= WHAT THE TASK REQUIRES =
Extract every line of the data below that contains the string "rocky".

= INFORMATION SUPPLIED =
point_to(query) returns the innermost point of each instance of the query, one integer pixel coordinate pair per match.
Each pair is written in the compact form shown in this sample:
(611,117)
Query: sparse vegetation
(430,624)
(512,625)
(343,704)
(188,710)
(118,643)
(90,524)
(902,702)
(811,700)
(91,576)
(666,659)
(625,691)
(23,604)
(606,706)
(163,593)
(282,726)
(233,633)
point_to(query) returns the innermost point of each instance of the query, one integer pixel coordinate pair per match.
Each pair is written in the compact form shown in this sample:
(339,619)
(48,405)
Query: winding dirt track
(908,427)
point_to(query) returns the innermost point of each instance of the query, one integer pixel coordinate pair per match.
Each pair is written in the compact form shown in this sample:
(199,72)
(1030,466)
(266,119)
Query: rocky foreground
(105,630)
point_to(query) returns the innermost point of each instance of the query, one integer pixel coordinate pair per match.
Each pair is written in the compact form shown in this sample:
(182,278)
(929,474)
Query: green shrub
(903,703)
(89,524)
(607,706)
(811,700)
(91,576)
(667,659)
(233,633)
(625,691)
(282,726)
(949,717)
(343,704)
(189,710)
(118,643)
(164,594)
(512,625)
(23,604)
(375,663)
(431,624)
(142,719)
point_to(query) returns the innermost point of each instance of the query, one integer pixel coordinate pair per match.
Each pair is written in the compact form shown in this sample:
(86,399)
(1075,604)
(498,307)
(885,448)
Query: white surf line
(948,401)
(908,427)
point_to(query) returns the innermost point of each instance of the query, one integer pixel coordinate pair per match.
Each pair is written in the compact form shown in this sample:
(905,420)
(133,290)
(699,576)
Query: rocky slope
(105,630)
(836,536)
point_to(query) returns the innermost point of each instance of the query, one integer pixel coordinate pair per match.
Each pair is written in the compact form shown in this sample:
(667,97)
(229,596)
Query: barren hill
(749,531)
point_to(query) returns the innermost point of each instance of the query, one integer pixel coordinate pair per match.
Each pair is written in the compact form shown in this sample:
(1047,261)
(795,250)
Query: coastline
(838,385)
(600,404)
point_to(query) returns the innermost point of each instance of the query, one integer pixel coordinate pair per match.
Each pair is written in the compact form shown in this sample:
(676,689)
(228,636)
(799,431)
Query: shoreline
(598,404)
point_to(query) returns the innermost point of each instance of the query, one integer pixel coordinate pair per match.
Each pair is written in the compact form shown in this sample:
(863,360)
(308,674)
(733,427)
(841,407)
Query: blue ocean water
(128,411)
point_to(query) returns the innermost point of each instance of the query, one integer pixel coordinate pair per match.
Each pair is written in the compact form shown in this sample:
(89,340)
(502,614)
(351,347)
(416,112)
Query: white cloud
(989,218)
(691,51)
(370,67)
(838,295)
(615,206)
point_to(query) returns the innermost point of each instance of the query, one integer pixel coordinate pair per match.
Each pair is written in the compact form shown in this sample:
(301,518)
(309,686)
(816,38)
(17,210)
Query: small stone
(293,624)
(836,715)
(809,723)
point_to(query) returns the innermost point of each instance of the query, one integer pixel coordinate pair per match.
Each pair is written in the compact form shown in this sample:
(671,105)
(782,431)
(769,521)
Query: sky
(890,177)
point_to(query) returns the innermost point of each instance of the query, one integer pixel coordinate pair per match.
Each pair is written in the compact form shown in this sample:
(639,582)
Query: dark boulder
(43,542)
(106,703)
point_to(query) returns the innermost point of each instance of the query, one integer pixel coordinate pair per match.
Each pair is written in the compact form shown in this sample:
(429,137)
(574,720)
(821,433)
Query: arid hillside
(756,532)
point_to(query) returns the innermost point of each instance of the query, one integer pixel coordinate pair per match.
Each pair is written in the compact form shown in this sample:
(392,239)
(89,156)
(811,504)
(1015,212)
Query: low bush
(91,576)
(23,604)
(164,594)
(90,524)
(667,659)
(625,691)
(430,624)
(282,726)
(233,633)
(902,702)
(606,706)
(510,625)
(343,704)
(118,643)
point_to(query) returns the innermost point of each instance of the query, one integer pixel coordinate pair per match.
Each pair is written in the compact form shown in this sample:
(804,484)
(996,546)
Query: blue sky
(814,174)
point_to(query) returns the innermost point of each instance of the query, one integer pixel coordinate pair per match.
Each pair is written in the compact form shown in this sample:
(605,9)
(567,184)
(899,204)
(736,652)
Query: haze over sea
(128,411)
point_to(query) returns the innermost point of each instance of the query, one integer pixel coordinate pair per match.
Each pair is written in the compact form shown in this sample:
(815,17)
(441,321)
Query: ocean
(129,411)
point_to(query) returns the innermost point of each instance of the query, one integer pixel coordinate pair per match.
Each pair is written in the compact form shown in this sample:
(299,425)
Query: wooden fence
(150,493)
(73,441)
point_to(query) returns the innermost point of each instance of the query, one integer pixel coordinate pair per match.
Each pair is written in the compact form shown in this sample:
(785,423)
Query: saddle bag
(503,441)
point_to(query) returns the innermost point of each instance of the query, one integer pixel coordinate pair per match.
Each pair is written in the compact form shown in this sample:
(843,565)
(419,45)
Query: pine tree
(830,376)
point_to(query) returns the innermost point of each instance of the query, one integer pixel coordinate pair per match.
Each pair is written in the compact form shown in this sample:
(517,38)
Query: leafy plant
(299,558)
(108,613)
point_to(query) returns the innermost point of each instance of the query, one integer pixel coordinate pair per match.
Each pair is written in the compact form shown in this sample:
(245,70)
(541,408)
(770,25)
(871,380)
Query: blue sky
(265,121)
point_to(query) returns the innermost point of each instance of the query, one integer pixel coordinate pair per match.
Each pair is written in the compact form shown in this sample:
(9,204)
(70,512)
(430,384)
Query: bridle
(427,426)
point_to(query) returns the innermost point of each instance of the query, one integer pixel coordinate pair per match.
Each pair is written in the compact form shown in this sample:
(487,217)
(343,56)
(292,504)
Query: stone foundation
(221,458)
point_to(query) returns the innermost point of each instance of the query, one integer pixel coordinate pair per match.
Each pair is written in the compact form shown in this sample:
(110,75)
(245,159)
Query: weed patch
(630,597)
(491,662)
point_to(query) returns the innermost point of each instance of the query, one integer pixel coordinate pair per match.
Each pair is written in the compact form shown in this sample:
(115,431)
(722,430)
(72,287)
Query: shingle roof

= FINAL ANSWER =
Query: rocky foreground
Query: rocky slope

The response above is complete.